• _Source document_
§

# Filter for 36 gallon



## aimbdd

I Was looking for a filter for my 36. I have a aqua clear 50 on there now for cycling, but I don't think that will cut it as I think i will be stocking it pretty full.

Any suggestions? I won't be using more then one filter so it needs to do everything. I was looking at the aqua clear 70, or the Fluval C, but I wasn't sure which one I would need.


----------



## emc7

What will your stocking be like? What sort of space is the tank in (canisters are quieter than hang-on-backs, but more $)?


----------



## aimbdd

Semi aggressive. So far some tiger barbs, red tail shark. Would prefer to not spend the money for a canister. In the living room so noise isn't that big of an issues. Its pretty wide open, couple decorations.


----------



## austinroberts23

I run emperors or penguins on my tanks. Along with canisters.


----------



## AquariumTech

Why no more than one filter? The more filters the better, and its not just a good idea to have more in terms of sheer filtration power. Its also less stressful on your fish when it comes time to maintenances, and its easier on either filter, and there are other benefits as well. There is no such thing as too much filtration! Now depending on what fish you get, there is such thing as too much out flow from your filters (not a problem when using multiple smaller filters, rather than 1 big one).

Now it depends which route you want to go, if you want to go HOB (hang on back), then I think you had your choices right. The best HOBs on the market, no questions asked, are the AquaClears and Fluval C Series. In terms of size, if you are really persistent to stick with only one filter, for whatever reason, I would go with the biggest one possible. Which from AquaClears would be the 110 model; then the C goes up to the C4 model but thats about equal in size to the AC (AquaClear) 70 model. I have a AC110 on a 29G with an old Fluval 204, and seems to do well. Its up to you which one you want to use, the AC is going to be more flexible with media, and hold more of it. On the other hand, the Fluval C is a little easier to clean, has the wet/dry compartment (I have tested it and it works for nitrate removal with the right media), and has a few other small features that might be more convenient for you. I have a video somewhere in my sig that does a detailed comparison of the 2 filters, I didnt really hit on a whole lot because I dont feel like typing it all. 

If you really want to go with only 1 filter though, I would HIGHLY suggest a canister. For sizing on canisters, depending who makes it, I usually say (as far as sizing/power goes) always go at least 1-2 sizes bigger than what is recommended for your tank. As far as specifics, maybe you should do some research, but I wouldnt hesitate to recommend any Fluval Canister, because I have great experiences with all their filters. If you have the money, the G6 is the way to go. If you dont have as much money to dish out check out the 306/406 or 305/405. You can get those for really good prices around the web if you do a little shopping.


----------

§

• _Source material_
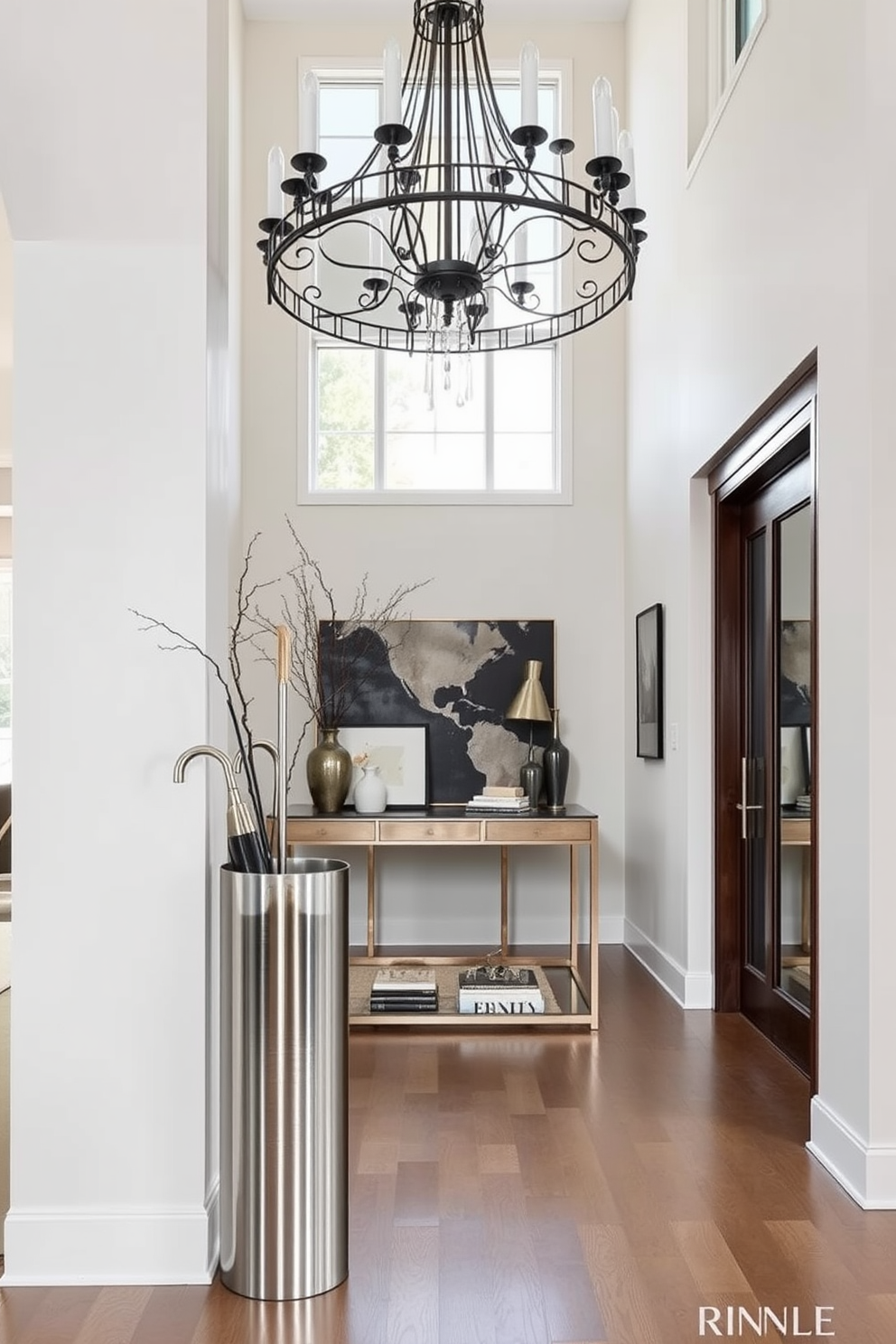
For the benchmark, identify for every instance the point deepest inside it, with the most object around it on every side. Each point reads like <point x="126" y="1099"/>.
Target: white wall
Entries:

§

• _Exercise requirements_
- A) In the aquarium filter thread, write out the passage that begins at "I Was looking for" and ends after "it pretty full.".
- B) According to the filter thread, what size tank does AquariumTech run an AC110 on?

• _Answers to the tasks_
- A)
I Was looking for a filter for my 36. I have a aqua clear 50 on there now for cycling, but I don't think that will cut it as I think i will be stocking it pretty full.

- B) A 29G tank, along with an old Fluval 204.